==== Extracted entries
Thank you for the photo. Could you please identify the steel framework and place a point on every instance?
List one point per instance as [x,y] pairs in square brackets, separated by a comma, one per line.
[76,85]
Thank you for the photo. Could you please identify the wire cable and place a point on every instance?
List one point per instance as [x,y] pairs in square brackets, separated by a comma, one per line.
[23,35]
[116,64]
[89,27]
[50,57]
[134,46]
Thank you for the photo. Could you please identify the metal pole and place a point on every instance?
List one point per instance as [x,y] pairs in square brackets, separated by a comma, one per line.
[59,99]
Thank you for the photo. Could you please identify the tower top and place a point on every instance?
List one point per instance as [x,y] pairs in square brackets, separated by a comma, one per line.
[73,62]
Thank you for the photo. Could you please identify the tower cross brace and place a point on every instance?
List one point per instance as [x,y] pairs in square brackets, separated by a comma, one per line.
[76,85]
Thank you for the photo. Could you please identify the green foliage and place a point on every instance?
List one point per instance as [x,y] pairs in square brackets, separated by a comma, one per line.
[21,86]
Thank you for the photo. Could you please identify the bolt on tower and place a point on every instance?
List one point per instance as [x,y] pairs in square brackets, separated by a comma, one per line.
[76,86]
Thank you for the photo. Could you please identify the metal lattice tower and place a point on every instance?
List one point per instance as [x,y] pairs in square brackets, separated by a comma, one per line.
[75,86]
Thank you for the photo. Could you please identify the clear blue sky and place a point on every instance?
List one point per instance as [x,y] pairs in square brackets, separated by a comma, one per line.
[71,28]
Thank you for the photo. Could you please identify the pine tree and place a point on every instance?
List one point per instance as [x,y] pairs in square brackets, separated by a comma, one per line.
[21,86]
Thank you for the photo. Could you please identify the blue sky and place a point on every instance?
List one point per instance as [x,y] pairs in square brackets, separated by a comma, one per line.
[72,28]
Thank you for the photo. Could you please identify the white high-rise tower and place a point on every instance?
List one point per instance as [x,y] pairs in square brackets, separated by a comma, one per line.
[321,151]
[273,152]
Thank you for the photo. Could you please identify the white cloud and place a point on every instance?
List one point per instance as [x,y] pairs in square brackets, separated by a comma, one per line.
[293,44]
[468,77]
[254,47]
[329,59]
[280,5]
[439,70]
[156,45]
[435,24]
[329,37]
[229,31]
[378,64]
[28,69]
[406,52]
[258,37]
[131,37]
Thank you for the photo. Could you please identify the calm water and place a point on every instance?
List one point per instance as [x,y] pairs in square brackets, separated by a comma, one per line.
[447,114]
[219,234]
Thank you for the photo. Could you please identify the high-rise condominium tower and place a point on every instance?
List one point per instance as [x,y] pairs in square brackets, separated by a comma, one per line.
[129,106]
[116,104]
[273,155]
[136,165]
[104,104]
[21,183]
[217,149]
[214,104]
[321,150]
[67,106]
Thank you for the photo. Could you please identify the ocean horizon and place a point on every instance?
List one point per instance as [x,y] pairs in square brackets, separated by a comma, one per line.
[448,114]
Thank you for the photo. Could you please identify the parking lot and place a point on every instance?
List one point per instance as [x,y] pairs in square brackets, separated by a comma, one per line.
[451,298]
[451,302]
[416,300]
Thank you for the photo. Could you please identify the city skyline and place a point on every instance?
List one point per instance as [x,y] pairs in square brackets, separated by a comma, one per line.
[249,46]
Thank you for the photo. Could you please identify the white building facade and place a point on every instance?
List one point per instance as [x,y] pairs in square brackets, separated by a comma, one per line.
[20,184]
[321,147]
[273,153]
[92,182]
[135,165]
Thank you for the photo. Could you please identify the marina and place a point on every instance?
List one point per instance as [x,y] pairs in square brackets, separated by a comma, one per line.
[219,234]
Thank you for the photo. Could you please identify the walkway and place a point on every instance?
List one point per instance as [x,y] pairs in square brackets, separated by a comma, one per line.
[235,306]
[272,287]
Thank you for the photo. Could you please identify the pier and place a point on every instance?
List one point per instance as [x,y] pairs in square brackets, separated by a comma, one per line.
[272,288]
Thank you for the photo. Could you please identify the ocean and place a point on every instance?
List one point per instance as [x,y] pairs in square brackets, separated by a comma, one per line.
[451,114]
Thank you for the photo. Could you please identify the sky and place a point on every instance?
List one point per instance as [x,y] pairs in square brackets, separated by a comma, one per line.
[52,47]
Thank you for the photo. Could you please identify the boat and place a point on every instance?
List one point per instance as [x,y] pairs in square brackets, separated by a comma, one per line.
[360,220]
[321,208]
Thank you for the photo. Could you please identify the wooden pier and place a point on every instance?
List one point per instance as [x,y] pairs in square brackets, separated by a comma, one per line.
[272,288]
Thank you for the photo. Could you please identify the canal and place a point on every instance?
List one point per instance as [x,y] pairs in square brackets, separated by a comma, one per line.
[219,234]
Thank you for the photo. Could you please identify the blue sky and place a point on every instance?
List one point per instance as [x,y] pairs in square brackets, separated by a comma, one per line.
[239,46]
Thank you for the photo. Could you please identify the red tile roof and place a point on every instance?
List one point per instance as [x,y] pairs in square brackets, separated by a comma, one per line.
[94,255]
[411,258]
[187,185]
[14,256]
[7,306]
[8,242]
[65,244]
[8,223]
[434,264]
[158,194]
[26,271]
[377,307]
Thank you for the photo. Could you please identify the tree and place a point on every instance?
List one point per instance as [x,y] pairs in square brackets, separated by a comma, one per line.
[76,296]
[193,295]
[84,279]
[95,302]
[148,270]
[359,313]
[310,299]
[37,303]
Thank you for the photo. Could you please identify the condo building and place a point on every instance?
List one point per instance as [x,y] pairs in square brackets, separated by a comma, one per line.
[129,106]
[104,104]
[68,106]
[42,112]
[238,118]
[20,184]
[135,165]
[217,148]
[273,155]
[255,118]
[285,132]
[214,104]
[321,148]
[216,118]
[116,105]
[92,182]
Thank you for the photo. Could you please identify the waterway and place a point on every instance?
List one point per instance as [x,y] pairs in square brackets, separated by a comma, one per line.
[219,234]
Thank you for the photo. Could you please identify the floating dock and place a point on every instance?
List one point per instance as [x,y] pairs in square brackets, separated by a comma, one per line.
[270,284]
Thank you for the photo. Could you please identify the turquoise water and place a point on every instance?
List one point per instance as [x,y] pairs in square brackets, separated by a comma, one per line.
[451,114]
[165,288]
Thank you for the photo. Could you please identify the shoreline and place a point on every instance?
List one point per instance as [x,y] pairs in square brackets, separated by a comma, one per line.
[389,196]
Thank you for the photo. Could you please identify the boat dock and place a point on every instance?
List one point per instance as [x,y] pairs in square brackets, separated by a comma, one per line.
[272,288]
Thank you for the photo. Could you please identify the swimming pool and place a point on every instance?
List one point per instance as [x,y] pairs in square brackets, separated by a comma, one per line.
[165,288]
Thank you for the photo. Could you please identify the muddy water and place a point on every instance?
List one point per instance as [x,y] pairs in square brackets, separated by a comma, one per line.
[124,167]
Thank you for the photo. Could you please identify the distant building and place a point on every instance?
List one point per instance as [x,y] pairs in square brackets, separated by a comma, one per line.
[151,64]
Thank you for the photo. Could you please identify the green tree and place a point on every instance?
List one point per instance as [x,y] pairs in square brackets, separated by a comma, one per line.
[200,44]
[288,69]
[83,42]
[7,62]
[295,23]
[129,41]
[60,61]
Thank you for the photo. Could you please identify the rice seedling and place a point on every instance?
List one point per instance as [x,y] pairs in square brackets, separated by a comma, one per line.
========
**Aim of the exercise:** Your task is to reproduce the records in full, without any alteration.

**Exercise answer:**
Thank you for the photo. Could you please identify the steel framework and place a point on every instance?
List one point per instance as [x,y] pairs in square brackets, separated by a comma, one per line.
[76,85]
Thank you for the photo. Could you please identify the wire cable and place a point on every instance?
List one point per instance as [x,y] pairs in square brackets, separated by a comma, one per line.
[23,35]
[116,64]
[89,27]
[50,57]
[134,46]
Thank you for the photo. Could you please identify the metal pole and place a point on every instance?
List one point per instance as [x,y] pairs in square brackets, separated by a comma, one per line.
[59,99]
Thank you for the photo. Could you please identify the tower top and place a point on every instance?
List one point per instance as [x,y] pairs in square brackets, separated by a comma, one per line.
[73,62]
Thank you for the photo. Could you please identify the tower cross brace and place a point on every instance?
List one point per instance as [x,y] pairs in square brackets, separated by a comma, one per line.
[76,85]
Thank you for the photo. Could you please identify the green foliage and place a point on every instance?
List one point per instance as [x,y] pairs in square brackets, separated by a comma, one per line.
[21,86]
Thank you for the photo. Could you please identify the bolt on tower and place a point on every instance?
List one point per instance as [x,y] pairs in square brackets, separated by a comma, one per line.
[76,86]
Thank you for the photo. Could you please identify the metal lattice tower and place a point on every instance?
List one point per instance as [x,y] pairs in square brackets, separated by a comma, one per line.
[75,86]
Thank you for the photo. Could you please identify the clear blue sky and place a point on every instance?
List one point per instance as [x,y] pairs in square brackets, separated by a comma, one per line.
[71,28]
Thank you for the photo. Could you please identify the pine tree and place a point on every instance?
List one point per instance as [x,y] pairs in square brackets, separated by a comma, one per line.
[21,86]
Thank you for the photo. Could you please identify the blue sky and place a point on every instance?
List one point per instance as [x,y] pairs in square brackets, separated by a comma, one per line.
[72,28]
Thank you for the photo. Could you please identify the white high-rise tower and place a point on every instance?
List one point per instance as [x,y] pairs in square brackets, separated by a comma, one per line.
[321,151]
[273,152]
Thank you for the photo. Could you please identify the white cloud and place a point on every instance?
List one point per instance as [x,y] pairs in square brackets, separated by a comma, one per line.
[293,44]
[468,77]
[254,47]
[329,59]
[280,5]
[439,70]
[156,45]
[435,24]
[329,37]
[229,31]
[378,64]
[28,69]
[406,52]
[258,37]
[131,37]
Thank you for the photo. Could you please identify the calm water and place a point on every instance?
List one point per instance as [x,y] pairs in square brackets, separated by a comma, one per line.
[447,114]
[219,234]
Thank you for the photo. Could you please identify the high-rise condominium tower and place a point on every instance?
List one point per instance as [x,y] pairs in square brackets, separated by a comma, one per line.
[129,106]
[116,104]
[273,155]
[136,165]
[104,104]
[21,183]
[217,149]
[214,104]
[321,150]
[67,106]
Thank you for the photo. Could you please identify the ocean horizon and place a point on every instance?
List one point per instance as [x,y] pairs in square brackets, separated by a comma, one per line.
[448,114]
Thank you for the photo. Could you please identify the parking lot and place a point on every instance?
List one point per instance as [x,y] pairs in square brackets, separated by a comma, one per line.
[451,298]
[451,302]
[416,300]
Thank you for the photo. Could you please identify the city skyline and place a point on every instance?
List one point per instance as [x,y] pairs in square brackets, separated by a comma, one per line.
[249,46]
Thank you for the photo. Could you please identify the white building facade and place a point on every instance?
List one point per instance as [x,y] pairs in square brackets, separated by a comma, one per line.
[20,184]
[321,147]
[273,153]
[92,182]
[135,165]
Thank you for the photo. Could you please identify the marina and place a point on every instance?
List one point per instance as [x,y] pairs in square brackets, separated by a comma, one per line.
[219,234]
Thank you for the photo. Could you please identify the walkway and place a point on every instance?
List one point per instance as [x,y] pairs in square brackets, separated by a comma, one per line.
[235,306]
[272,287]
Thank you for the photo. Could you please identify the pier and place a point on every instance?
List one point per instance as [x,y] pairs in square brackets, separated by a comma, one per line.
[272,288]
Thank you for the photo. Could you please identify the ocean and place a point on every instance?
List one point per instance as [x,y] pairs in square brackets, separated by a comma, one per line.
[451,114]
Thank you for the photo. Could you please identify the sky and place a point on every instance?
List one point per instance as [x,y] pairs in square brackets, separated by a comma, one per line.
[52,47]
Thank you for the photo. Could you please identify the boat and place a point on every instance?
List one point per instance as [x,y] pairs in square brackets, separated by a comma, one per line.
[360,220]
[321,208]
Thank you for the photo. Could you please identify the wooden pier and place a point on every instance?
List one point per instance as [x,y] pairs in square brackets, separated by a comma, one per line.
[272,288]
Thank you for the photo. Could you please identify the canal and place a point on every instance?
List one point per instance as [x,y] pairs in square brackets, separated by a comma, one per line.
[219,234]
Thank you for the photo. Could you please identify the blue sky and place a point on every instance?
List one point per instance as [x,y] pairs in square brackets, separated by a comma, one per line.
[239,46]
Thank you for the photo. Could you please identify the red tile roof and place a point on every instance?
List one point per instance as [x,y] pairs in square brackets, separated by a comma, one per line.
[94,255]
[411,258]
[187,185]
[14,256]
[7,306]
[8,242]
[65,244]
[8,223]
[434,264]
[158,194]
[26,271]
[377,307]
Thank you for the photo. Could you please identify the tree and place a point on every instance?
List one point per instance as [x,y] pairs in square brackets, separated by a comma, one per line.
[76,296]
[193,295]
[84,279]
[95,302]
[148,270]
[359,313]
[310,299]
[37,303]
Thank you for the photo. Could you please identify the condo building and place a point on every instance?
List one point per instance as [x,y] pairs in square brackets, separated by a comma, one per line.
[129,106]
[104,104]
[68,106]
[42,112]
[238,118]
[20,184]
[135,165]
[217,148]
[273,155]
[255,118]
[285,132]
[214,104]
[321,148]
[216,118]
[116,105]
[92,182]
Thank you for the photo. Could you please identify the waterway and place a point on every instance?
List one point per instance as [x,y] pairs in square brackets, separated by a comma, one per line.
[219,234]
Thank you for the photo. Could you please identify the floating dock and place a point on every instance?
List one point per instance as [x,y] pairs in square brackets, separated by a comma, one per line.
[270,284]
Thank you for the photo. Could you please identify the turquoise water and place a point on every instance?
List one point per instance as [x,y] pairs in square brackets, separated by a comma, one per line.
[451,114]
[165,288]
Thank you for the photo. Could you please identify the shoreline and place a point on every instance?
List one point per instance as [x,y] pairs in square brackets, separated by a comma, one per line.
[389,196]
Thank you for the photo. Could you please identify the boat dock and place a point on every instance?
List one point per instance as [x,y] pairs in square brackets, separated by a comma, one per line.
[272,288]
Thank you for the photo. Could you please identify the swimming pool and place a point on every instance?
List one point per instance as [x,y] pairs in square brackets, separated by a comma, one per line.
[165,288]
Thank you for the photo. Could you please identify the muddy water and place a point on every instance?
List one point per instance as [x,y] pairs in square brackets, separated by a comma, one per line.
[124,167]
Thank you for the photo. Could you please identify the distant building and place a point on every instance?
List one point per instance as [x,y] pairs in square brackets, separated by a comma, one per line.
[151,64]
Thank you for the photo. Could you please identify the green tree and place a point on every instance?
List one point per instance as [x,y] pairs in square brackets, separated by a comma, one per line.
[200,44]
[288,69]
[83,42]
[7,62]
[295,23]
[129,41]
[60,61]
Thank you for the photo. Could you please identify the rice seedling and place a point on every instance?
List one point per instance as [x,y] pairs in square brackets, separated by a comma, one per line.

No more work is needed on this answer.